*Data supplied*:
■ ■ ■

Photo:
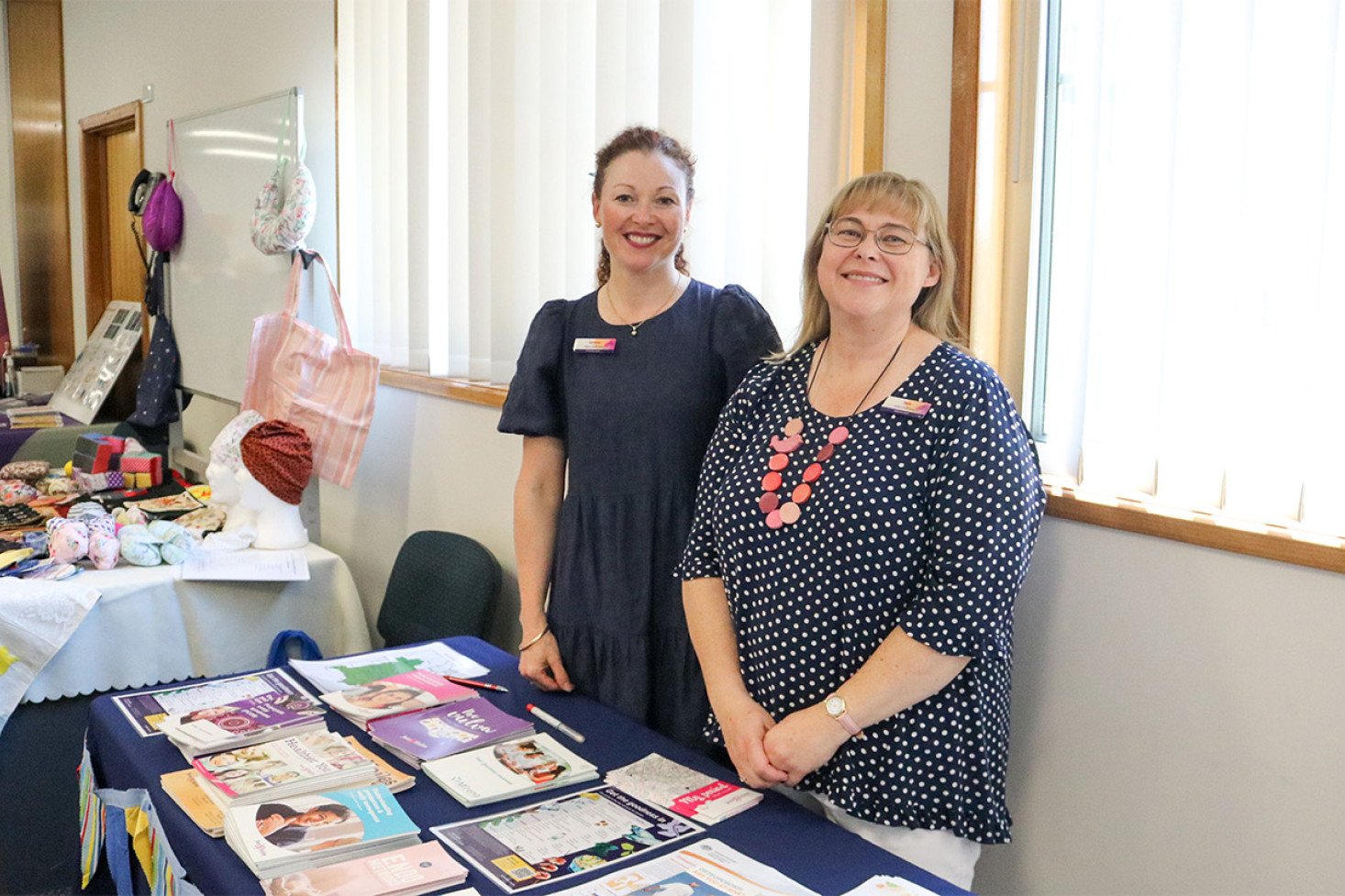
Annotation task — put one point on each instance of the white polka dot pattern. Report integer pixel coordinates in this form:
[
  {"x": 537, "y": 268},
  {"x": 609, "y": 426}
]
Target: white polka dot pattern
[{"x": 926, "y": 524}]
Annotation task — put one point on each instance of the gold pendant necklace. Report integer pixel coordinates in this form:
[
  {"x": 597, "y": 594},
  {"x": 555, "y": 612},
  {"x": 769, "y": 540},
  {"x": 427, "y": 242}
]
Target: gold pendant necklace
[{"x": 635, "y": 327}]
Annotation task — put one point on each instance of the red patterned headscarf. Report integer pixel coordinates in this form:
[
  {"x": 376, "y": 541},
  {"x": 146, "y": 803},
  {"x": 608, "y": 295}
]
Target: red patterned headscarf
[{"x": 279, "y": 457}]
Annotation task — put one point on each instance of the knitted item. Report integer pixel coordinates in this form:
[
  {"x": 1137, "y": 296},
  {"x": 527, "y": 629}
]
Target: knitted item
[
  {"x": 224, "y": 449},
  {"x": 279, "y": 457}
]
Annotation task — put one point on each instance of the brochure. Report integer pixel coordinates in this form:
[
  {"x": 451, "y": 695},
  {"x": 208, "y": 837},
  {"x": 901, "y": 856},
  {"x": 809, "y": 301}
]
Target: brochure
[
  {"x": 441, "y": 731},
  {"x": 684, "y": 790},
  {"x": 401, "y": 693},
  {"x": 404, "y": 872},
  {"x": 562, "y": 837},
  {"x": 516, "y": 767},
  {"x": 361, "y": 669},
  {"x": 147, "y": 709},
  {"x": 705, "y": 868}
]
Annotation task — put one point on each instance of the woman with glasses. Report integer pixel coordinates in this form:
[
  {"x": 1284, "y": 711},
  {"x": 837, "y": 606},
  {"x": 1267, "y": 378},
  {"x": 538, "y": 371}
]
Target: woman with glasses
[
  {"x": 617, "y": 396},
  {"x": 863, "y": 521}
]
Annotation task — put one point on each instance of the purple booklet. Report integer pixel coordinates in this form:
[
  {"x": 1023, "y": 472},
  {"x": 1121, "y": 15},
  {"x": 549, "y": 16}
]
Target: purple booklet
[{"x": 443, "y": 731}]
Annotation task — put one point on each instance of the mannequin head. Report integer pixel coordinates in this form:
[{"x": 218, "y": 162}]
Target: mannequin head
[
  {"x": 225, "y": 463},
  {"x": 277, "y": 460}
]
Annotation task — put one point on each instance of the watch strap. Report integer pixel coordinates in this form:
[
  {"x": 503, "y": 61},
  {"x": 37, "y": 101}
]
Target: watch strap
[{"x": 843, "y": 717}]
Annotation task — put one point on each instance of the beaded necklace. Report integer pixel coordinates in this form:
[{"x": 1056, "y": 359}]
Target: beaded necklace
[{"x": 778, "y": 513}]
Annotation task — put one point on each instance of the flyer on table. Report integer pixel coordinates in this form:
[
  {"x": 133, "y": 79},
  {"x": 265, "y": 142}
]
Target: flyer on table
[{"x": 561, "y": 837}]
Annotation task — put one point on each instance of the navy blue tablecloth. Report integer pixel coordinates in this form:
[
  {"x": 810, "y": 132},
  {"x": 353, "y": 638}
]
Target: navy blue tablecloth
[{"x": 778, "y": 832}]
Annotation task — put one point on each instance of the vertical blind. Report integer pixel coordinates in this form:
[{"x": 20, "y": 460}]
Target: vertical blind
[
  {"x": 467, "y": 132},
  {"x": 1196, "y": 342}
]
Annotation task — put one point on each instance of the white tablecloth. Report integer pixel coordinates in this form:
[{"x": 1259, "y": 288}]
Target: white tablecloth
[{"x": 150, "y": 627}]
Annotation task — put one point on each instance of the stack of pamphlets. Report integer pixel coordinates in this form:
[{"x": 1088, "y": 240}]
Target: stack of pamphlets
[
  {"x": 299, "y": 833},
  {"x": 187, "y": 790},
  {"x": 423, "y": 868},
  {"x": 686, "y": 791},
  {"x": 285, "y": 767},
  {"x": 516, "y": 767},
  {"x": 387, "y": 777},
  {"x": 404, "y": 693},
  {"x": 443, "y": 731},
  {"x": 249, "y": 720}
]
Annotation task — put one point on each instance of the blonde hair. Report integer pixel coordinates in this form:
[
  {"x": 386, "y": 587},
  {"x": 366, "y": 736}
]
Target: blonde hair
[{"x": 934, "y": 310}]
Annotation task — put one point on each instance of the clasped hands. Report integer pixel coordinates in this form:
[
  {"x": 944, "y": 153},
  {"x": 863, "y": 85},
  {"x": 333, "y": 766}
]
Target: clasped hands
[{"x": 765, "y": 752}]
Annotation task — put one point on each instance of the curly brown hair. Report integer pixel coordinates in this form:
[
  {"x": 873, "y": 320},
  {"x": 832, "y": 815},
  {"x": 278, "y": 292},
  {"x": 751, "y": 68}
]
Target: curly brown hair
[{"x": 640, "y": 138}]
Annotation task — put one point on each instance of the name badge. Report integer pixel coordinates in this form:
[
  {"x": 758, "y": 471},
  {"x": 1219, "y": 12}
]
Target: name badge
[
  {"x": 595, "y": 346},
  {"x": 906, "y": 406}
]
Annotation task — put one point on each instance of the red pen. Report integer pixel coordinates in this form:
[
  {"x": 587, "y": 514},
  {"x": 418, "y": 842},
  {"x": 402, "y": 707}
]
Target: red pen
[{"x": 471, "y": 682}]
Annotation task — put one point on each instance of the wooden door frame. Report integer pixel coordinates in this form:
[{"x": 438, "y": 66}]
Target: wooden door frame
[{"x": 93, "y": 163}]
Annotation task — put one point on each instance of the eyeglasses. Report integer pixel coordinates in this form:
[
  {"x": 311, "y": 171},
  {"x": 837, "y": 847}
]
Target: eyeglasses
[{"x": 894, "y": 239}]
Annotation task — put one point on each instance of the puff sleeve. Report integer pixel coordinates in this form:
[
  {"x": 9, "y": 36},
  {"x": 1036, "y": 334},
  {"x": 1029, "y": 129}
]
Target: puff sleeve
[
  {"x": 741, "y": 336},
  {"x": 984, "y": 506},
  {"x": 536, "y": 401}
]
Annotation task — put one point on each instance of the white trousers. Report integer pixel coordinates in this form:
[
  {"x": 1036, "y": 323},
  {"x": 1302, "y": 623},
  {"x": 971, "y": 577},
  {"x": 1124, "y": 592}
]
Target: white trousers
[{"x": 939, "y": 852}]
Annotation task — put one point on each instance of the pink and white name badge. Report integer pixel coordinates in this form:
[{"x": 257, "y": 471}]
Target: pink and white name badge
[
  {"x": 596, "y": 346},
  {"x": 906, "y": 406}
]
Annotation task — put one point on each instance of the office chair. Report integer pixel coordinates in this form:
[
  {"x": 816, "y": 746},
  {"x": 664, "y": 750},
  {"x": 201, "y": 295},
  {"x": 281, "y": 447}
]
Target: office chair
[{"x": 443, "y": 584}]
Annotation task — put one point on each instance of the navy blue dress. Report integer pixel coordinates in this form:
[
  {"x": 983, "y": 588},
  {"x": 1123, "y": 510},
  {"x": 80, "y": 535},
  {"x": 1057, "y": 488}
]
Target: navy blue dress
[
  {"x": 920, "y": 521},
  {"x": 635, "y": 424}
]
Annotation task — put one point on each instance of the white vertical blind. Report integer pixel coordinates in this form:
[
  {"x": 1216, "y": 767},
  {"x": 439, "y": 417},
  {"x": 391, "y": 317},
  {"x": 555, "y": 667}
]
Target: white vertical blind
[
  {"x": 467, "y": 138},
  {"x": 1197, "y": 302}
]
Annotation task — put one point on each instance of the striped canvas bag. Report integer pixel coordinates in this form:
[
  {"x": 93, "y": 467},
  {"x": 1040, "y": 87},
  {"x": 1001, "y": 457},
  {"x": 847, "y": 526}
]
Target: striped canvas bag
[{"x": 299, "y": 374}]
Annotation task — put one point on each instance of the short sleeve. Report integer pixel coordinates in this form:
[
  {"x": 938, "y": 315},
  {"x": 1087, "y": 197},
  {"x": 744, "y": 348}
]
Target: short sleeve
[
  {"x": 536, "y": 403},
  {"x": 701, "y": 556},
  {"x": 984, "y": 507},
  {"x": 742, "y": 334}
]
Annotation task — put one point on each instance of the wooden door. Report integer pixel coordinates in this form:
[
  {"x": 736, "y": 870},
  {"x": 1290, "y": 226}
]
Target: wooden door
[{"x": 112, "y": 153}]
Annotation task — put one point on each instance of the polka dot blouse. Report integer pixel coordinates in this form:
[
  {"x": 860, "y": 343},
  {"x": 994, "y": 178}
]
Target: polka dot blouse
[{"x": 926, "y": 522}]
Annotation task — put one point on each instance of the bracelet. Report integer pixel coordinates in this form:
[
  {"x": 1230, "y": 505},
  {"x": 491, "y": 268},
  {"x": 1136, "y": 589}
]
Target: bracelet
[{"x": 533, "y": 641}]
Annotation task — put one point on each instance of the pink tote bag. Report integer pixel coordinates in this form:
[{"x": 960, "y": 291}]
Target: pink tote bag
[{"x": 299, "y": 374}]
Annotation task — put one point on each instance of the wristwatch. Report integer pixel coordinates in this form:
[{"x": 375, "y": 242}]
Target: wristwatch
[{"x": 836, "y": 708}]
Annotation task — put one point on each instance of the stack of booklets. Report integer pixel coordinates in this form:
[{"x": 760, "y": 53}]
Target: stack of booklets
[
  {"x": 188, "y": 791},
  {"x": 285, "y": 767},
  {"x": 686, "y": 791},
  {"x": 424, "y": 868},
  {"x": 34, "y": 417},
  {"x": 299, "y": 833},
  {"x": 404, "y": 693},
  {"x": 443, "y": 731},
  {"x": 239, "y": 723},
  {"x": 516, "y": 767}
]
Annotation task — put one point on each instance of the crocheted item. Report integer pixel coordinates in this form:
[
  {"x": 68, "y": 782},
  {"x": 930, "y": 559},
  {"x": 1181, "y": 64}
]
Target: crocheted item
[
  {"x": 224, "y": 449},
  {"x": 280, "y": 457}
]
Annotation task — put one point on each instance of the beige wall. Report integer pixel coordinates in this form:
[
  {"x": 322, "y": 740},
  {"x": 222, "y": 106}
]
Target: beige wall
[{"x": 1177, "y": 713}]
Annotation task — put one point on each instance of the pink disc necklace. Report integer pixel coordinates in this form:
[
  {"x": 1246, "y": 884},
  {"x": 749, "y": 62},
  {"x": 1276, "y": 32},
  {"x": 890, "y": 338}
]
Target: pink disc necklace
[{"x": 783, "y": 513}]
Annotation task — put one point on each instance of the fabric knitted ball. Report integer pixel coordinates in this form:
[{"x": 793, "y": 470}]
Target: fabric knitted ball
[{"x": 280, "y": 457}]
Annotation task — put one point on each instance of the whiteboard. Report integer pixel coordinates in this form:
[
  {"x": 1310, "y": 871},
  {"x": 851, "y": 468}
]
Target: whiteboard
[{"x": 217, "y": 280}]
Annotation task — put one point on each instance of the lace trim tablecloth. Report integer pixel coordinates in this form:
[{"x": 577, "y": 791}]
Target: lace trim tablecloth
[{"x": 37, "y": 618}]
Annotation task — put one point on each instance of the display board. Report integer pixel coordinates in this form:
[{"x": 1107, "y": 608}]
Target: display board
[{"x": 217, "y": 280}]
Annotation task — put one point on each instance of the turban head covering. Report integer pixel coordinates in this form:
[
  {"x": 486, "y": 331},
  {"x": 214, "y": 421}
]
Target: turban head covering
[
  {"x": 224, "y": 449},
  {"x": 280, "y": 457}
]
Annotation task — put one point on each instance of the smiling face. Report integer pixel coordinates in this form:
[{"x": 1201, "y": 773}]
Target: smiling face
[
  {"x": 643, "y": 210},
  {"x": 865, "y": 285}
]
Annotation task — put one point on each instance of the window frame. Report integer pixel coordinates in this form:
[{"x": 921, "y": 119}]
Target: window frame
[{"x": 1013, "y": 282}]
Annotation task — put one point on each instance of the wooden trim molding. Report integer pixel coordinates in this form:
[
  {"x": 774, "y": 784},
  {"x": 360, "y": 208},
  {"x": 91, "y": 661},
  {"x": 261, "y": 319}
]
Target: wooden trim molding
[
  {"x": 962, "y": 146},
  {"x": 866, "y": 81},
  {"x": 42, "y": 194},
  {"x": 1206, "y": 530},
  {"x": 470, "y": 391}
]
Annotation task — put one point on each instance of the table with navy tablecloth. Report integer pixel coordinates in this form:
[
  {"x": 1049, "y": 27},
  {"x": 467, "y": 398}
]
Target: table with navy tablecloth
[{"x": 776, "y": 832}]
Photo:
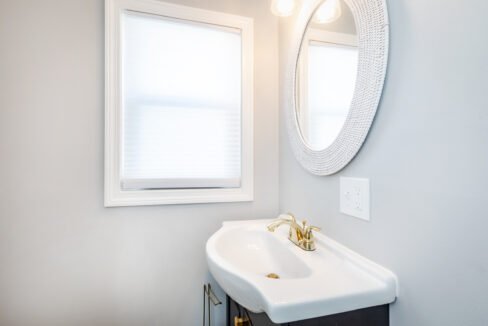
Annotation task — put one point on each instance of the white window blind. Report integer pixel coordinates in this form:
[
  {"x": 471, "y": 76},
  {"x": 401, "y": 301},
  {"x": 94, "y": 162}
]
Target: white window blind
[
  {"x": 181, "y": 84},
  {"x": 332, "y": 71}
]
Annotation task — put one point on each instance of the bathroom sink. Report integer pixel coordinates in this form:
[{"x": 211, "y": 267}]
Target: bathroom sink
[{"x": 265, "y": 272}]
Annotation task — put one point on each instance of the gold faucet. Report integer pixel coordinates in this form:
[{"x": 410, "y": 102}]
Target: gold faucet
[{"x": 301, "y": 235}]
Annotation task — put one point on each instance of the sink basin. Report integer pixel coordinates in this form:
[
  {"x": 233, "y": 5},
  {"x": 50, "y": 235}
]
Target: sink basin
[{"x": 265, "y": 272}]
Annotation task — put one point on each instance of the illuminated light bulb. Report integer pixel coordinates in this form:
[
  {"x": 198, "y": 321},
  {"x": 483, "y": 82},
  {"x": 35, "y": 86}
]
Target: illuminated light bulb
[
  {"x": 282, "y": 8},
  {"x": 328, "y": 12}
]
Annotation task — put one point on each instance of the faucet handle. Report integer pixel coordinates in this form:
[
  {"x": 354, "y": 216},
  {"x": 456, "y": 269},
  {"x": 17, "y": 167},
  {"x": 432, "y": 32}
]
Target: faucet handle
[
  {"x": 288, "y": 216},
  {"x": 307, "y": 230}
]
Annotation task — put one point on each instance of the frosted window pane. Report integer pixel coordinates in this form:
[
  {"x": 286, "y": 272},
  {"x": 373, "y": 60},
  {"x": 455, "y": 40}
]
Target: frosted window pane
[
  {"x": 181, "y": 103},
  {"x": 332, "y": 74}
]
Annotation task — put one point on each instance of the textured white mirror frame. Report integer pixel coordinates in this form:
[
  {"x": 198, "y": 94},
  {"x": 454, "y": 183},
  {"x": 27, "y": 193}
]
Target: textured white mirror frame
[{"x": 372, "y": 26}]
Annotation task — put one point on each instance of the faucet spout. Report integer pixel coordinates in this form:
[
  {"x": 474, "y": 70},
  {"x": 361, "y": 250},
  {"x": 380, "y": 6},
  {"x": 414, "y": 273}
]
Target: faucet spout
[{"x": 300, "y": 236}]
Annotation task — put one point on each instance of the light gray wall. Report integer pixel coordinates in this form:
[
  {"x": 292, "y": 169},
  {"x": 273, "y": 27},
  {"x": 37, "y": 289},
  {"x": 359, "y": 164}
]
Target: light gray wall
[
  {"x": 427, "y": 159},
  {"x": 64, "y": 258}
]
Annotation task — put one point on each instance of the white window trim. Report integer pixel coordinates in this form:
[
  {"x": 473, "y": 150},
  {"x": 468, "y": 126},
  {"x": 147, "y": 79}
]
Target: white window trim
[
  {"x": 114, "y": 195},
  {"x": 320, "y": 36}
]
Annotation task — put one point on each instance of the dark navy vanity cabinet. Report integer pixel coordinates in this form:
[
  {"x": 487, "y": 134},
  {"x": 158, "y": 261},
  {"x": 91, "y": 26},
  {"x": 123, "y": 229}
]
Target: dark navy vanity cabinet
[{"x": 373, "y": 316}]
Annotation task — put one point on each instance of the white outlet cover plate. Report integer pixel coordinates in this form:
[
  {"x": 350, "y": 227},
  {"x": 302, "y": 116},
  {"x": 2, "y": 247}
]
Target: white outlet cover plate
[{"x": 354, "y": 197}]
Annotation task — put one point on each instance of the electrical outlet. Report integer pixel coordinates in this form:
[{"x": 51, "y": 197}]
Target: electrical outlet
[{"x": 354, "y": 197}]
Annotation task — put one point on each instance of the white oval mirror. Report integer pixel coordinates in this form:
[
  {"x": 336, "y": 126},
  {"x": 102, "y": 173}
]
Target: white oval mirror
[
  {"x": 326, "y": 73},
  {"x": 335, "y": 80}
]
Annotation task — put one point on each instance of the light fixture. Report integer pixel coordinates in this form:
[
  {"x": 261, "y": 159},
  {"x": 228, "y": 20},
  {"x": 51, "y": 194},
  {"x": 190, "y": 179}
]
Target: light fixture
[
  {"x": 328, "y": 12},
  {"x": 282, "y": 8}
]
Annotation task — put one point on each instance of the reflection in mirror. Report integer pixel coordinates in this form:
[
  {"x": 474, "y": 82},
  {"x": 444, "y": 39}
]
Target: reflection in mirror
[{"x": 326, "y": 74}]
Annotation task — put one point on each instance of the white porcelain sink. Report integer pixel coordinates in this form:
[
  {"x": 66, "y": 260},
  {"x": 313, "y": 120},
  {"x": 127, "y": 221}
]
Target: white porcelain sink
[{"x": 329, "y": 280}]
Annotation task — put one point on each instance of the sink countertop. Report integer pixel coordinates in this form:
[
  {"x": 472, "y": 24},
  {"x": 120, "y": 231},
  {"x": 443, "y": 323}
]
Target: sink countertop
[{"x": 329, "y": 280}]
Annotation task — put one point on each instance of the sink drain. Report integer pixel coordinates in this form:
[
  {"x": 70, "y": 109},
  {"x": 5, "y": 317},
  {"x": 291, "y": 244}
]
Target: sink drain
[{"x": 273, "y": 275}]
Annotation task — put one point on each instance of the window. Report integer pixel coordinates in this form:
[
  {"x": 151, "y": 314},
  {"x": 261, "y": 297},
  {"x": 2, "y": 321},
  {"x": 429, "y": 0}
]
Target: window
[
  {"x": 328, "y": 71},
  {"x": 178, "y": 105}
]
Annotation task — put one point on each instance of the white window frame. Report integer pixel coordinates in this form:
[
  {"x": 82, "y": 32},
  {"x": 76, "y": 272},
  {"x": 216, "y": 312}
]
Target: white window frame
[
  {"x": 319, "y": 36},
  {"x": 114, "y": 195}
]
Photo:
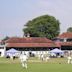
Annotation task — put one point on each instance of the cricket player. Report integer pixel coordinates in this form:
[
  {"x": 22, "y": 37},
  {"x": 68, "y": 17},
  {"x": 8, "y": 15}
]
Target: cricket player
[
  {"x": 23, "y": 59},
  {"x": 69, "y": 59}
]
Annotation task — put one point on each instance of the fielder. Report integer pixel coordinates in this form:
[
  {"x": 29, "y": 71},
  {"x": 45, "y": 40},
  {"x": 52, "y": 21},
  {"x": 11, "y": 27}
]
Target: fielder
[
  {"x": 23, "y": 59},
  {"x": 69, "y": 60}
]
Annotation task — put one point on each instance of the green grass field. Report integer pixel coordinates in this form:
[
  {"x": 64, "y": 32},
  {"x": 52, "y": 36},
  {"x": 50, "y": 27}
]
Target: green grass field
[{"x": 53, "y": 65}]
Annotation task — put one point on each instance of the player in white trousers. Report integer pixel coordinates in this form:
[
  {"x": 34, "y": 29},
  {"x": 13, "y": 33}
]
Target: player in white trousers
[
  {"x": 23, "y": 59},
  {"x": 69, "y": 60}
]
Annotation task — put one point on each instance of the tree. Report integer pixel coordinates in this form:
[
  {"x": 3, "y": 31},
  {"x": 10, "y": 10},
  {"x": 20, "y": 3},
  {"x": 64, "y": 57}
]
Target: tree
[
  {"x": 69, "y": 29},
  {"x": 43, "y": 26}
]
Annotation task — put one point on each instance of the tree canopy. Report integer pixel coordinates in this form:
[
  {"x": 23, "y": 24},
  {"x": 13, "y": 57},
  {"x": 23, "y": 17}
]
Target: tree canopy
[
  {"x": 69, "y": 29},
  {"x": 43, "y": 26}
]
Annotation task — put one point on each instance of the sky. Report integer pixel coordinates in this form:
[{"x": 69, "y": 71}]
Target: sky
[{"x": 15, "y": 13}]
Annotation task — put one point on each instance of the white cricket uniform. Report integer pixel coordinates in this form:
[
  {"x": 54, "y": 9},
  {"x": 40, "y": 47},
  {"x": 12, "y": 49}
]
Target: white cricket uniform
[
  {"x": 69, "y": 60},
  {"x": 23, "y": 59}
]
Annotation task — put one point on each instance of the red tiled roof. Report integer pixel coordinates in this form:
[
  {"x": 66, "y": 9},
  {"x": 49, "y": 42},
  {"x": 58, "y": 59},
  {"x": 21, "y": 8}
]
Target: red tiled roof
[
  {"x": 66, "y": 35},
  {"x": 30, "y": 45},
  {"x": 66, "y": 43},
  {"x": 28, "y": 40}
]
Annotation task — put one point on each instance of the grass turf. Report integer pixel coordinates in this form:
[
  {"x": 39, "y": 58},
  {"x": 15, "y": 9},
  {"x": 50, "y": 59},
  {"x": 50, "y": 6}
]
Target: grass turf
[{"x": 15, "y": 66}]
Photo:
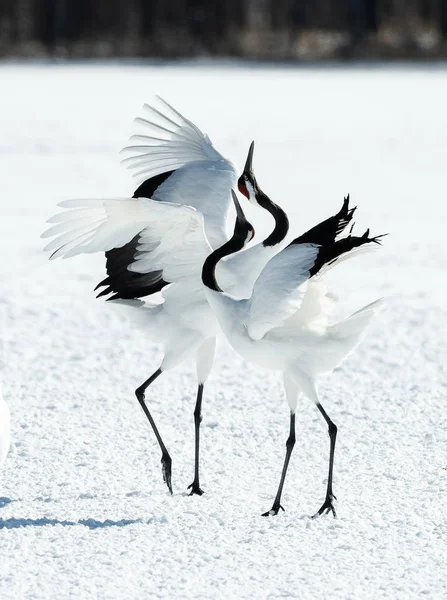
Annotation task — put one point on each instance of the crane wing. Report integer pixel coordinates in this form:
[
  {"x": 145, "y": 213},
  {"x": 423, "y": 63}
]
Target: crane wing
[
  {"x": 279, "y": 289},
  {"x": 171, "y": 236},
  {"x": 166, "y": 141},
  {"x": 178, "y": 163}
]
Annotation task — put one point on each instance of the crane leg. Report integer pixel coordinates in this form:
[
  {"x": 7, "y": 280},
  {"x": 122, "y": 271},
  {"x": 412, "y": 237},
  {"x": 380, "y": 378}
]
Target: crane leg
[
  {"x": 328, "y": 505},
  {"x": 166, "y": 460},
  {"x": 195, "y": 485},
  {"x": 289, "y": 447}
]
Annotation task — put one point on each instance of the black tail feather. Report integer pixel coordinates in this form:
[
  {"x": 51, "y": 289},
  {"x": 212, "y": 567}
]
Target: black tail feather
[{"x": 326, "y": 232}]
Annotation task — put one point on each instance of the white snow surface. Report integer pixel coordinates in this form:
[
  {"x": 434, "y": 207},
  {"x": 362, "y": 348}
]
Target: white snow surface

■ ■ ■

*Problem statement*: Each line from the one containing "of the black" through the end of the entries, both included, is to be returned exactly, with no other lines.

*Response below*:
Annotation task — put one point on each instance of the black tail feather. Report integer pixel coordinates in this form:
[
  {"x": 51, "y": 289},
  {"x": 212, "y": 567}
]
Target: black tail feather
[{"x": 326, "y": 232}]
Annotation task — put one point on each instance of the white snow surface. Report integer pixel coordinates in this form:
[
  {"x": 434, "y": 207},
  {"x": 362, "y": 348}
]
Target: white snow surface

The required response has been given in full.